Task prompt >> What follows is a set of records; copy all of it exactly.

[Items from a dataset]
________________________________________

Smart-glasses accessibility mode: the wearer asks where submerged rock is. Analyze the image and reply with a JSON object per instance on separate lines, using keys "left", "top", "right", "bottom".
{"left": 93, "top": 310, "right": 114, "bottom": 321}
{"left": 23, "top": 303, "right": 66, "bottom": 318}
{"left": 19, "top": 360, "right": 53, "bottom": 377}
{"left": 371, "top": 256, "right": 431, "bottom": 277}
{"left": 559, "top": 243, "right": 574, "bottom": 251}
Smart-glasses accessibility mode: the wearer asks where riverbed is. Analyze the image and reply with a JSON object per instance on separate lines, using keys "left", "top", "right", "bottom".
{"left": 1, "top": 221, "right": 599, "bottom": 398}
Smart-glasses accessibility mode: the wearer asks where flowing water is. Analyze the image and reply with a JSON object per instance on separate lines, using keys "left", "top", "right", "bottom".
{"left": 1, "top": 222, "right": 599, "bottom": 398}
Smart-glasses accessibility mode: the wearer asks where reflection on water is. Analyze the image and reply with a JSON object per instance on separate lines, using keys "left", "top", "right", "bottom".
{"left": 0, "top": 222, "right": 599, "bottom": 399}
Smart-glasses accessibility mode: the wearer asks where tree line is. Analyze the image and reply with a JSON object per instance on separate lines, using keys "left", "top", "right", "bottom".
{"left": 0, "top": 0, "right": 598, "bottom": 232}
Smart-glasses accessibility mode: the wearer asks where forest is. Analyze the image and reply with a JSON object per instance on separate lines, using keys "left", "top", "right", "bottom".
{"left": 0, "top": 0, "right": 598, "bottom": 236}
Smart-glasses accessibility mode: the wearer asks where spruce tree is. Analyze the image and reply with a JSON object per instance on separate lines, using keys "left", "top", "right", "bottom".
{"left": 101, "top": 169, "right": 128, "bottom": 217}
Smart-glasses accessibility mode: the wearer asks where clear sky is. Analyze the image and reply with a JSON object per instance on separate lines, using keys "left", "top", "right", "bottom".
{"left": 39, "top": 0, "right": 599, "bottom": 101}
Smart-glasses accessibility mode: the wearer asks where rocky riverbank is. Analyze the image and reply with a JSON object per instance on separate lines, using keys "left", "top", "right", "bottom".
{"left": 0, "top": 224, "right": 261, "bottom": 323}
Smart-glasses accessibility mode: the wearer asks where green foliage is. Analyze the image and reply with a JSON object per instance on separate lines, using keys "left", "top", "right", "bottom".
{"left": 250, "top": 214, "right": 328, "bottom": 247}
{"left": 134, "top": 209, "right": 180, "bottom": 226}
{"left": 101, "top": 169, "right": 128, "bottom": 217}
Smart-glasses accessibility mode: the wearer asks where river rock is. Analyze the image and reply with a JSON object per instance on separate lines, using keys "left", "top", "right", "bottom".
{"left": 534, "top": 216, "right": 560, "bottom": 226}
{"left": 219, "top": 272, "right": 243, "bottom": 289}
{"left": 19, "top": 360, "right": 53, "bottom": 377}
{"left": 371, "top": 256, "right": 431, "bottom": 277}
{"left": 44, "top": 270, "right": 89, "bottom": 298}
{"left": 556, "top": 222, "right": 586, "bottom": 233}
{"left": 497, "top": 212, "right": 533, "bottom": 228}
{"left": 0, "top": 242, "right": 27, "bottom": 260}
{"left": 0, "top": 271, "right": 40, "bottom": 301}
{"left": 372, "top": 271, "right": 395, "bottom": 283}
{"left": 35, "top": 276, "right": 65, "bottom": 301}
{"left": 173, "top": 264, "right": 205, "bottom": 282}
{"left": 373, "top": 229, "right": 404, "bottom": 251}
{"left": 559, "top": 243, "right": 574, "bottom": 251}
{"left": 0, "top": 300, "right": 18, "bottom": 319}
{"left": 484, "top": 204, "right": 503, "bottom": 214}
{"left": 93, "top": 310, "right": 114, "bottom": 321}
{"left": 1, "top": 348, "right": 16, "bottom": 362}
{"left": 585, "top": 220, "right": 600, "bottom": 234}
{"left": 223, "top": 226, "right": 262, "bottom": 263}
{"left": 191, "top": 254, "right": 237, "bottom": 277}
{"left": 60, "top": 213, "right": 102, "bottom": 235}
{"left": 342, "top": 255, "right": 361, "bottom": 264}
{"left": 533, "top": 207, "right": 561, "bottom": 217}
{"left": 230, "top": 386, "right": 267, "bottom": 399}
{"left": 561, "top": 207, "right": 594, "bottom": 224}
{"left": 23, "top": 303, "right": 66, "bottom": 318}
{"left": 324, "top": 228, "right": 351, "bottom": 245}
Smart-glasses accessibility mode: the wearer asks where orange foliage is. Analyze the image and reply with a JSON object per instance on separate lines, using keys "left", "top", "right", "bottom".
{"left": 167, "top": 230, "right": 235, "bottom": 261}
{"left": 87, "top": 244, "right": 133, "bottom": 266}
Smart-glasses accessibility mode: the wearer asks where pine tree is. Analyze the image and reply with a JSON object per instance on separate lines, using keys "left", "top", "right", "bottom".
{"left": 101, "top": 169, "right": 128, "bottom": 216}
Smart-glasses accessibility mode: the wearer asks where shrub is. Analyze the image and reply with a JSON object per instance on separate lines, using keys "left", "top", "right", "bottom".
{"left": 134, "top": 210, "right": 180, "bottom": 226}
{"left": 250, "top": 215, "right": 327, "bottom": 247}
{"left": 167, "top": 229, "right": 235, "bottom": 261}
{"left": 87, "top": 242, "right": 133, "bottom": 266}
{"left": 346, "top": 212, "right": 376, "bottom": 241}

________________________________________

Finished task >>
Smart-glasses accessibility mode: the wearer asks where submerged rock is. Analyze the image and reply with a JSON object per instance on separate lines, using keys "left", "top", "right", "bottom".
{"left": 93, "top": 310, "right": 114, "bottom": 321}
{"left": 23, "top": 303, "right": 66, "bottom": 318}
{"left": 19, "top": 360, "right": 53, "bottom": 377}
{"left": 371, "top": 256, "right": 431, "bottom": 277}
{"left": 559, "top": 243, "right": 574, "bottom": 251}
Smart-glasses accessibility mode: the wearer asks where riverbed is. Analyze the image and reply with a JSON object per instance on separate lines, using keys "left", "top", "right", "bottom".
{"left": 1, "top": 221, "right": 599, "bottom": 398}
Smart-glasses accessibility mode: the wearer asks where flowing water is. Analyze the image and reply with a JSON object per instance on separate lines, using keys "left", "top", "right", "bottom".
{"left": 1, "top": 222, "right": 599, "bottom": 398}
Smart-glasses accessibility mode: the wearer asks where reflection on water is. Analyze the image and reply with a JSON object per instance on separate lines, using keys "left", "top", "right", "bottom".
{"left": 0, "top": 222, "right": 599, "bottom": 399}
Smart-glasses accessibility mode: the wearer asks where tree line is. Analyze the image and reply with a JSON object per instance on separate lines, using keys "left", "top", "right", "bottom".
{"left": 0, "top": 0, "right": 598, "bottom": 232}
Smart-glasses accessibility mode: the wearer asks where forest is. Analyze the image and reply with a JSON object per instance on separate lines, using keys "left", "top", "right", "bottom".
{"left": 0, "top": 0, "right": 598, "bottom": 236}
Smart-glasses accessibility mode: the wearer asks where spruce tree is. Analyze the image and reply with a JSON object per instance on separate lines, using keys "left", "top", "right", "bottom".
{"left": 101, "top": 169, "right": 128, "bottom": 217}
Smart-glasses accessibility mode: the wearer asks where clear sky is. Analyze the image and reply with a JSON object per instance on separate lines, using keys "left", "top", "right", "bottom".
{"left": 39, "top": 0, "right": 599, "bottom": 101}
Smart-glasses accessibility mode: the wearer asks where rocky riverbank is. Analyze the image and reply with a JSON object per instance on separate lines, using keys "left", "top", "right", "bottom".
{"left": 0, "top": 224, "right": 261, "bottom": 323}
Smart-glasses accessibility mode: the wearer asks where green foliage is. Analyze the image and reply with a JSON object per instance on separate lines, using keys "left", "top", "right", "bottom".
{"left": 250, "top": 214, "right": 328, "bottom": 247}
{"left": 134, "top": 209, "right": 180, "bottom": 226}
{"left": 101, "top": 169, "right": 128, "bottom": 217}
Smart-glasses accessibility mode: the wearer asks where river rock is. Analyze the image and reply with a JSON object per instance on separate lines, using keys "left", "top", "right", "bottom".
{"left": 534, "top": 216, "right": 560, "bottom": 226}
{"left": 219, "top": 272, "right": 243, "bottom": 289}
{"left": 19, "top": 360, "right": 53, "bottom": 377}
{"left": 371, "top": 256, "right": 431, "bottom": 277}
{"left": 44, "top": 270, "right": 89, "bottom": 298}
{"left": 556, "top": 222, "right": 586, "bottom": 233}
{"left": 497, "top": 212, "right": 533, "bottom": 228}
{"left": 0, "top": 242, "right": 27, "bottom": 260}
{"left": 0, "top": 271, "right": 40, "bottom": 301}
{"left": 372, "top": 271, "right": 395, "bottom": 283}
{"left": 35, "top": 276, "right": 65, "bottom": 301}
{"left": 173, "top": 264, "right": 205, "bottom": 282}
{"left": 373, "top": 229, "right": 404, "bottom": 251}
{"left": 559, "top": 243, "right": 574, "bottom": 251}
{"left": 0, "top": 300, "right": 18, "bottom": 319}
{"left": 484, "top": 204, "right": 503, "bottom": 214}
{"left": 93, "top": 310, "right": 114, "bottom": 321}
{"left": 1, "top": 348, "right": 16, "bottom": 362}
{"left": 585, "top": 220, "right": 600, "bottom": 234}
{"left": 223, "top": 226, "right": 262, "bottom": 263}
{"left": 191, "top": 254, "right": 237, "bottom": 277}
{"left": 60, "top": 213, "right": 102, "bottom": 235}
{"left": 342, "top": 255, "right": 361, "bottom": 264}
{"left": 533, "top": 207, "right": 561, "bottom": 217}
{"left": 230, "top": 386, "right": 267, "bottom": 399}
{"left": 561, "top": 207, "right": 594, "bottom": 224}
{"left": 23, "top": 303, "right": 66, "bottom": 318}
{"left": 324, "top": 228, "right": 351, "bottom": 245}
Smart-glasses accessibility mode: the wearer asks where orange foliage is. Analyze the image and reply with a JSON object per instance on separate lines, using keys "left", "top", "right", "bottom".
{"left": 167, "top": 230, "right": 235, "bottom": 261}
{"left": 87, "top": 244, "right": 133, "bottom": 266}
Smart-glasses accessibility mode: the wearer asks where pine tree is. Analyze the image and reply with a JSON object per instance on separate lines, using keys "left", "top", "right", "bottom".
{"left": 101, "top": 169, "right": 128, "bottom": 216}
Smart-glasses accessibility mode: the wearer asks where shrub is. Analyze the image and reply with a JSON object per instance on separate lines, using keys "left", "top", "right", "bottom".
{"left": 134, "top": 210, "right": 180, "bottom": 226}
{"left": 250, "top": 215, "right": 327, "bottom": 247}
{"left": 167, "top": 229, "right": 235, "bottom": 261}
{"left": 87, "top": 242, "right": 133, "bottom": 266}
{"left": 346, "top": 212, "right": 376, "bottom": 241}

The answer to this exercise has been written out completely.